### YOUR TASK:
What is needed is an exact copy of the lines from the one containing "tag=clear blue sky | get_box" through the last line of the entries below, both included.

### PROVIDED MATERIAL:
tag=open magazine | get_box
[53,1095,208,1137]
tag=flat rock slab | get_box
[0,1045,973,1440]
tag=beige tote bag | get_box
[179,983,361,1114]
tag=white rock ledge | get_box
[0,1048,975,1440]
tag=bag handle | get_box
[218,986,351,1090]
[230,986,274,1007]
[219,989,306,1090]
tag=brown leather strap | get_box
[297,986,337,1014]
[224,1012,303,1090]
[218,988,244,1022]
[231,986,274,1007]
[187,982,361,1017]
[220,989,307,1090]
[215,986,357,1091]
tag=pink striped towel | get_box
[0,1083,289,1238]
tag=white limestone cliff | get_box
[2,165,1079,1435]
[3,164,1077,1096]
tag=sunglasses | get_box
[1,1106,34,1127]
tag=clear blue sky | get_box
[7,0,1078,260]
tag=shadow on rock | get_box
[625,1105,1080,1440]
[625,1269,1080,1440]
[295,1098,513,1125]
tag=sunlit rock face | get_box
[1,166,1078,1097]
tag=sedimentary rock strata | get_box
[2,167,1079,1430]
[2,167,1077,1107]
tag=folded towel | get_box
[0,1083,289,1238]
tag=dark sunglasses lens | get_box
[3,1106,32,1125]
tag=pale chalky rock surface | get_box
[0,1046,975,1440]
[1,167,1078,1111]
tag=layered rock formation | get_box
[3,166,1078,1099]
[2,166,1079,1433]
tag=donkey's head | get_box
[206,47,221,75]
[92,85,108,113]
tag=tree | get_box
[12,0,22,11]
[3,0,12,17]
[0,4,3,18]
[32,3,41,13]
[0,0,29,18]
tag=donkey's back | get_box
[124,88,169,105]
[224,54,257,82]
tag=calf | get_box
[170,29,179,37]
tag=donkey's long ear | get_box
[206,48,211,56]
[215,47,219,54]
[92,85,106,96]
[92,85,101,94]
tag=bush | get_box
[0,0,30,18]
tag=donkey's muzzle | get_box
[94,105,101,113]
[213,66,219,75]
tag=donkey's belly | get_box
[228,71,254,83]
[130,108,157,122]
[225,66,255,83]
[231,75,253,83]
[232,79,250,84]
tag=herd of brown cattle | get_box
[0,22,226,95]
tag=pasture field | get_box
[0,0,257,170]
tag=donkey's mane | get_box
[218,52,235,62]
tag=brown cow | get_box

### TASK OUTPUT:
tag=clear blue sky | get_box
[7,0,1078,260]
tag=shadow on rock | get_box
[625,1105,1080,1440]
[625,1269,1080,1440]
[295,1098,513,1125]
tag=sunlit rock face | get_box
[1,166,1078,1097]
tag=sedimentary rock strata | get_box
[2,167,1079,1430]
[2,167,1077,1107]
tag=folded towel | get_box
[0,1083,289,1238]
tag=dark sunglasses lens | get_box
[3,1106,32,1125]
tag=pale chalky rock surface | get_box
[0,1046,975,1440]
[1,167,1078,1111]
tag=layered rock formation | get_box
[3,166,1078,1099]
[2,166,1079,1433]
tag=donkey's head | get_box
[206,47,221,75]
[92,85,108,113]
tag=tree | get_box
[12,0,22,11]
[3,0,12,17]
[0,4,3,18]
[32,3,41,13]
[0,0,29,18]
tag=donkey's back | get_box
[124,88,169,105]
[224,54,257,82]
tag=calf | get_box
[170,29,179,37]
tag=donkey's long ear | get_box
[206,48,211,56]
[215,47,219,54]
[92,85,106,96]
[92,85,101,94]
tag=bush | get_box
[0,0,30,18]
tag=donkey's muzzle | get_box
[94,105,101,113]
[213,66,219,75]
tag=donkey's belly | get_box
[228,71,254,83]
[130,108,157,122]
[225,66,255,83]
[231,75,253,83]
[232,79,250,84]
tag=herd of brown cattle | get_box
[0,22,226,95]
tag=pasture field | get_box
[0,0,257,170]
tag=donkey's mane | get_box
[218,52,235,62]
tag=brown cow | get_box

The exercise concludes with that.